#### [TEXT]
Thus robots can be seen as a small subset of a more general category, an archetype really: the effort to bring life to an artificial image through magic and weird science.  Recall that Adam was also made from inanimate material, common dust, created because “there was no man to work the ground,” and presumably formed in an image resembling that of his creator.  Since then, humans, like robots, many behaving like crazed automatons, have been “out of control”.  Mary Shelley’s monster, assembled in a 19th century laboratory from dead flesh, (“the dissecting room and the slaughterhouse furnished many of my materials”), and revived by an application of electricity shambles through a cautionary tale that has influenced robot stories ever since.   When humans engage in such manufacture the process involves unavoidable hubris and idolatry—a bad mix, one that almost always produces misery and terror. 

Robots and androids become more prevalent in weird fiction of the late 1800s and early 1900s, probably spurred on by the growth of industrialized society.  Their components become less flesh-like and more electro-mechanical at the beginning of the 20th century, taking on the iconic robot form that we recognize today.  But the idea is ancient, pre-industrial and enduring.  Our fascination with robots continues today—our best shot so far at emulating the divine in its ability to fashion things that move about on their own.   

One of the first short stories in English to describe what would later be called a robot is the classic short story by Ambrose Bierce, Moxon’s Master (1893).  Bierce opens the story with a spirited argument between the narrator and his friend Moxon.  At issue is the nature of consciousness.  Moxon wants to expand the definition to include plant life, crystals, and especially machines—“…you may be able to infer their convictions from their acts,” Moxon says. 

The narrator, increasingly aggravated by his friend’s outrageous notions, wonders about Moxon’s health and sanity.  They are arguing just outside Moxon’s machine shop, which no one is allowed to enter.  Moxon occasionally glances nervously at the door of this room.  Both narrator and reader are by now wondering what is in that machine shop.  Here is Moxon’s underlying theory about the origins of life and consciousness, as applied to mechanical entities.  Moxon believes that

“…all matter is sentient, that every atom is a living, feeling, conscious being…There is no such thing as dead, inert matter: it is all alive; all instinct with force, actual and potential; all sensitive to the same forces in its environment and susceptible to the contagion of higher and subtler ones residing in such superior organisms as may be brought into relation with, as those of man when he is fashioning it into an instrument of his will.  It absorbs something of his intelligence and purpose—more of them in proportion to the complexity of the resulting machine and that of its work.”

#### [EXTRACTED MATERIAL]

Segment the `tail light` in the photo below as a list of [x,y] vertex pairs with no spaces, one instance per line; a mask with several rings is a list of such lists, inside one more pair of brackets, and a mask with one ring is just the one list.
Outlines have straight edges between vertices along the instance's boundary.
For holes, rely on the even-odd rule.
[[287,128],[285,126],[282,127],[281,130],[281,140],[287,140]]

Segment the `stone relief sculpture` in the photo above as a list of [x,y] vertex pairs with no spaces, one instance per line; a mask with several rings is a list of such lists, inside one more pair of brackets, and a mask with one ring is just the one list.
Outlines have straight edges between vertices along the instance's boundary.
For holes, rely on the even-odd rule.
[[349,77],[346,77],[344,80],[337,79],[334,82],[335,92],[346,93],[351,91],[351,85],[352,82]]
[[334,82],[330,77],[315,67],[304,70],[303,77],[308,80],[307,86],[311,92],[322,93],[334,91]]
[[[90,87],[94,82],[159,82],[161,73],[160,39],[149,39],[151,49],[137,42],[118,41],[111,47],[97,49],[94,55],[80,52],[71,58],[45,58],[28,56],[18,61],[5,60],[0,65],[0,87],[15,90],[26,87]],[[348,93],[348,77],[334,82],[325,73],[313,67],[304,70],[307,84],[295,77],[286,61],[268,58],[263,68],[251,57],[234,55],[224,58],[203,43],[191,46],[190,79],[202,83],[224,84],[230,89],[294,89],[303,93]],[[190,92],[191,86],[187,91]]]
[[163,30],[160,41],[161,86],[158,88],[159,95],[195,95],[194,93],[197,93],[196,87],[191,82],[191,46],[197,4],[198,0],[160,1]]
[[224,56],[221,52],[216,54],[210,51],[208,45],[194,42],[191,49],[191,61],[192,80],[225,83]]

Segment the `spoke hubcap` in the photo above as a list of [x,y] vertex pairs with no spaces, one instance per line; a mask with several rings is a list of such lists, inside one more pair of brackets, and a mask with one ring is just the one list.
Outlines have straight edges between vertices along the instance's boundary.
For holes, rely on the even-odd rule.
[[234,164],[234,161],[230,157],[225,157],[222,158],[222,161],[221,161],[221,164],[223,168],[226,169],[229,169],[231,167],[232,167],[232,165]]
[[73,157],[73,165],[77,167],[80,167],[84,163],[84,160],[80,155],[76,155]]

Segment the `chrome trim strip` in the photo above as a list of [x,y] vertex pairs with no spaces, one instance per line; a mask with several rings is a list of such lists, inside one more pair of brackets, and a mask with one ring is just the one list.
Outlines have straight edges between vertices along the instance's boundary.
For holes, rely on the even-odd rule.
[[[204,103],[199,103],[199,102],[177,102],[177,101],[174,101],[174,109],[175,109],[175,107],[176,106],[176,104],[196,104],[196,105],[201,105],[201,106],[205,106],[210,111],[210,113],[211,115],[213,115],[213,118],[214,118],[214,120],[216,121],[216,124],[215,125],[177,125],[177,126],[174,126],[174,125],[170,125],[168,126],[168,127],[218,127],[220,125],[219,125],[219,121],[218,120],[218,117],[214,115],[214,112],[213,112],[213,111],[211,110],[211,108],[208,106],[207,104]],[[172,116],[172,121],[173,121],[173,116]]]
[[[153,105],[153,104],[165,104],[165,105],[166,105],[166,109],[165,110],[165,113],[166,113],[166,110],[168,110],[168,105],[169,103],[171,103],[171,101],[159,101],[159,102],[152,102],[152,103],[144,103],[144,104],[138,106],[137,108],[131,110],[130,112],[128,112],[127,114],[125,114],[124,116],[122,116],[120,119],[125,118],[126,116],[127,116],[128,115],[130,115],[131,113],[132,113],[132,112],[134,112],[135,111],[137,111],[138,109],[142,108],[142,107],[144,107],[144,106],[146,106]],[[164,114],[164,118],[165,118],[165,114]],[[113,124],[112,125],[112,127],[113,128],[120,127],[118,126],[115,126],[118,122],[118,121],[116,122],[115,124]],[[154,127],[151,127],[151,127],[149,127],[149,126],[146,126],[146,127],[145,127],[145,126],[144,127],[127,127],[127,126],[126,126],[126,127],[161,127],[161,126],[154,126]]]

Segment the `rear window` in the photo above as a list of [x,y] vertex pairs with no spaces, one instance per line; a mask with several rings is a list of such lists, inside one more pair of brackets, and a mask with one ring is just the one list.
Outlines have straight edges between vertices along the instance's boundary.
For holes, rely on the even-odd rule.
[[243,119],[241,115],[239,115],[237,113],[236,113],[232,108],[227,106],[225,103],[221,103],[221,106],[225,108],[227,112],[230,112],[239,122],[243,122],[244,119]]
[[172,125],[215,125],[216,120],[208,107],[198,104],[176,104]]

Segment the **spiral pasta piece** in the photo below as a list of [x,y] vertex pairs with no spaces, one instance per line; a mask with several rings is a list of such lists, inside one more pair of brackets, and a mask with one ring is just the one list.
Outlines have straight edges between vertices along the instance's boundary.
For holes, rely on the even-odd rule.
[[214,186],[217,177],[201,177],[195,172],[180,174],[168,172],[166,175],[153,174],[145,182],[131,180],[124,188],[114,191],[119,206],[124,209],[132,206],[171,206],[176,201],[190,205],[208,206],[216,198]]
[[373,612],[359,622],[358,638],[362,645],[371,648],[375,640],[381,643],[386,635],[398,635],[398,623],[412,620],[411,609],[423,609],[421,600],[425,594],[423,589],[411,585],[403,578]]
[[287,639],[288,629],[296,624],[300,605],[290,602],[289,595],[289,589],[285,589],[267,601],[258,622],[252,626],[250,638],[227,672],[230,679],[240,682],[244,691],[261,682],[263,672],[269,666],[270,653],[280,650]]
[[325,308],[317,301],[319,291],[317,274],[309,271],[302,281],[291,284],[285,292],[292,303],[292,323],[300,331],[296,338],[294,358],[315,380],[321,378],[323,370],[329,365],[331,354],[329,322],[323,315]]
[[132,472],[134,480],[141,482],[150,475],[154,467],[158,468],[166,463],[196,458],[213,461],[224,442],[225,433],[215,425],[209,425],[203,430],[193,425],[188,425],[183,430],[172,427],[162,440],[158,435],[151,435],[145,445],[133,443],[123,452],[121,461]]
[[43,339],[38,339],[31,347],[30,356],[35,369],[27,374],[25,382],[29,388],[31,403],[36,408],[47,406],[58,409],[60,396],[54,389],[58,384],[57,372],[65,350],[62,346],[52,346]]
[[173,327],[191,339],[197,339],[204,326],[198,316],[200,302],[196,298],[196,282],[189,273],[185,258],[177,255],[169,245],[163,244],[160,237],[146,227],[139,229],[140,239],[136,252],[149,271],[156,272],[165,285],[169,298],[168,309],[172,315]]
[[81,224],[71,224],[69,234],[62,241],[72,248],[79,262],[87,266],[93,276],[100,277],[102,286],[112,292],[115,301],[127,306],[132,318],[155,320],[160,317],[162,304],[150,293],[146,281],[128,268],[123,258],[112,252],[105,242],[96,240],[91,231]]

#### [DIRECTIVES]
(A) In the essay on robots, what is the title of the Ambrose Bierce story it names as one of the first in English to describe a robot?
(B) Please extend the essay on robots, picking up right after the quotation from Moxon that closes it.
The material comes from a different source than the essay on robots.

#### [RESULTS FOR THE EXERCISE]
(A) Moxon's Master (1893).

(B)
This is a marvelous and troubling insight, and one that is relatively easy to demonstrate.  Many readers have no doubt experienced days when inanimate objects appeared to conspire against them: computers and other appliances that suddenly and for no apparent reason refuse to obey, a car that will not turn over, common objects that jump from one’s grasp or suddenly fall from the shelf, or lose themselves in a drawer somewhere the moment they are needed most.  It is the seemingly inanimate matter of everyday life organizing itself to thwart and humiliate us, to go its own way, to make us look foolish and powerless.

Moxon offers a final insight about the nature of thought:  “Consciousness is the creature of Rhythm.”  Perhaps all things that move are conscious, because movement is rhythmic.  The narrator mulls this idea over in his mind as he departs Moxon’s house in exasperation.  He soon returns, curious and intrigued by the notion.  What was built in that secret machine shop?

This being a story by Ambrose Bierce, known for his misanthropy and cynicism, readers can expect at least one horrific murder unredeemed by moralizing or sentimentality or concern for conventional justice.  Bierce is best known for his often anthologized horror classic The Damned Thing (1893) and the tone of Moxon’s Master is similar.   

Moxon’s robot is still quite humanoid in form.  He—it?—is gorilla shaped, has hair, wears a hat and tunic, but gives away his true nature by the sound he makes:  “a low humming or buzzing…unmistakably a whirring of wheels.” The automaton’s behavior and motivation, even a shrug of its shoulders at one point, are all too human, though exaggerated by his mechanical strength.  It will come as no surprise that Bierce’s jaded view of humanity is mirrored in the later actions of Moxon’s mechanical creation.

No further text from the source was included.